TEXT SHOWN.
• • •

I dont remember using lightning on the GKs... But what ever...


----------



## Doelago (Nov 29, 2009)

After seeing Brother Constantines Grey Knights I decided to start learning the secrets of the non metalic metal style... Be prepared to be bombed with hundreds of ruined test models!


----------



## Tolisk (Aug 23, 2010)

Sweet more models! Anyway i thought the greyknight termie could be much more shiney, and that guy didnt say lightning, he said lighting


----------



## Doelago (Nov 29, 2009)

Tolisk said:


> Sweet more models! Anyway i thought the greyknight termie could be much more shiney, and that guy didnt say lightning, he said lighting


Thanks for the comment k:k:


----------



## Doelago (Nov 29, 2009)

I think that todays project will involve re-painting my ages old AoBR dread into and Grey Knight dread... Will have to do some customization, but I am far from sure that it will be ready today, as I also want to learn the Non Metalic Metal way of painting the Grey Knights, and it takes some practise to learn that, thats for sure... Will post an update on my progress later!


----------



## Doelago (Nov 29, 2009)

*Update: Day 2*

Hello again! Today I had planed to paint some non metallic metal, but after ruining a few minis I decided that I hate it, and now I am going over to extremely metallic metal, cause it is a lot funnier...

• • •

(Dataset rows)

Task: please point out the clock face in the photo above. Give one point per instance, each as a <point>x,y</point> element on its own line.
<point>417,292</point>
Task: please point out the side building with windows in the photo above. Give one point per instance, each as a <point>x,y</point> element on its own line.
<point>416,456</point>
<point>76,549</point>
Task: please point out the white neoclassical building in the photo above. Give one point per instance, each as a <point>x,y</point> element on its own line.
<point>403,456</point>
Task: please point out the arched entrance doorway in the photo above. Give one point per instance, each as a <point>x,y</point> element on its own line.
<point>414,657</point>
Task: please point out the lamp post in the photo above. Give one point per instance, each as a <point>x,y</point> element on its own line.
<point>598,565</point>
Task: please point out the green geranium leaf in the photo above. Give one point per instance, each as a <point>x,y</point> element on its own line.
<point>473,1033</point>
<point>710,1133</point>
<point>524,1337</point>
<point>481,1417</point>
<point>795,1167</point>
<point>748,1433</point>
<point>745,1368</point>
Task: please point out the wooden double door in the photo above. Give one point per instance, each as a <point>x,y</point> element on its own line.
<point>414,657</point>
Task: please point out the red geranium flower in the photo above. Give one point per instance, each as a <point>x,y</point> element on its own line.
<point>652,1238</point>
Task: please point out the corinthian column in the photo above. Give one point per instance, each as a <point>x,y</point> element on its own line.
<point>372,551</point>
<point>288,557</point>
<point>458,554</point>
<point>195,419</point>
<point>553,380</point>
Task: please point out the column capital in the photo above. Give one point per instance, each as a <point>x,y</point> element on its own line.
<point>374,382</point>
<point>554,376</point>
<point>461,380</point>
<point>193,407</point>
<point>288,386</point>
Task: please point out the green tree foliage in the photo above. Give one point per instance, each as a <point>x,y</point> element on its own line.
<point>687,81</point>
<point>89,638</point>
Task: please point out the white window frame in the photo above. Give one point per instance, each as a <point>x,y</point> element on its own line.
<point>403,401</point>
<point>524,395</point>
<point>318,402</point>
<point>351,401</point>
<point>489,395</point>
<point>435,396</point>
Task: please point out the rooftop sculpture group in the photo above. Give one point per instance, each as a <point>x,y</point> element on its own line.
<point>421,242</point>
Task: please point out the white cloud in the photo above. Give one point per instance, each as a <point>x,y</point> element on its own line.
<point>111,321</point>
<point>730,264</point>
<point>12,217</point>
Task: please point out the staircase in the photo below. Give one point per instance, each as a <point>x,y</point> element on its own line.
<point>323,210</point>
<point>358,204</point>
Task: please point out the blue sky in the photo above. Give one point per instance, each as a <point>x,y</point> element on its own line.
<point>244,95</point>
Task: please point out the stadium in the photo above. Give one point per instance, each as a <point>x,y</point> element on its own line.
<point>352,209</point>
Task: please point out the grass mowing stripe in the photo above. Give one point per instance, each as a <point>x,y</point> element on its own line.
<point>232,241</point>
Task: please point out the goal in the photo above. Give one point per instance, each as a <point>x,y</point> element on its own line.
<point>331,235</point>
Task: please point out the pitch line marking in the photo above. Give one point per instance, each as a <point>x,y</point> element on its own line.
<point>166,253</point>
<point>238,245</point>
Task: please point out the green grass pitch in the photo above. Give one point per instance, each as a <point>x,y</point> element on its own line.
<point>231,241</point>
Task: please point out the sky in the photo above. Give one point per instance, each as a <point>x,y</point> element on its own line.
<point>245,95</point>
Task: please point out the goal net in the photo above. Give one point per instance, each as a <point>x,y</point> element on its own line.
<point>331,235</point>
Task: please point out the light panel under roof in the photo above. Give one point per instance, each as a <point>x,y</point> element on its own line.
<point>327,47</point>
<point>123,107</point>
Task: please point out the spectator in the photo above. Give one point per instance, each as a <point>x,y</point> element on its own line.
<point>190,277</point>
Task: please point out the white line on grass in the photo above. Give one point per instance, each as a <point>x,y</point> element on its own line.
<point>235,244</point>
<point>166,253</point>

• • •

WHAT YOU NEED TO DO.
[1] Retype part of the forum thread, everything from "After seeing Brother" down to "(Aug 23, 2010)".
[2] In the forum thread, shorten the paragraph beginning "I think that todays project" to two or three sentences, keeping its main facts.
Work only from the forum thread, not from the lines.

RESPONSES PER TASK.
[1]
After seeing Brother Constantines Grey Knights I decided to start learning the secrets of the non metalic metal style... Be prepared to be bombed with hundreds of ruined test models!


----------



## Tolisk (Aug 23, 2010)

[2] Today's project may be repainting an old AoBR dread as a Grey Knight dread, which will need some customization. It may not be finished today, because learning the Non Metalic Metal way of painting Grey Knights also takes practice. A progress update will be posted later.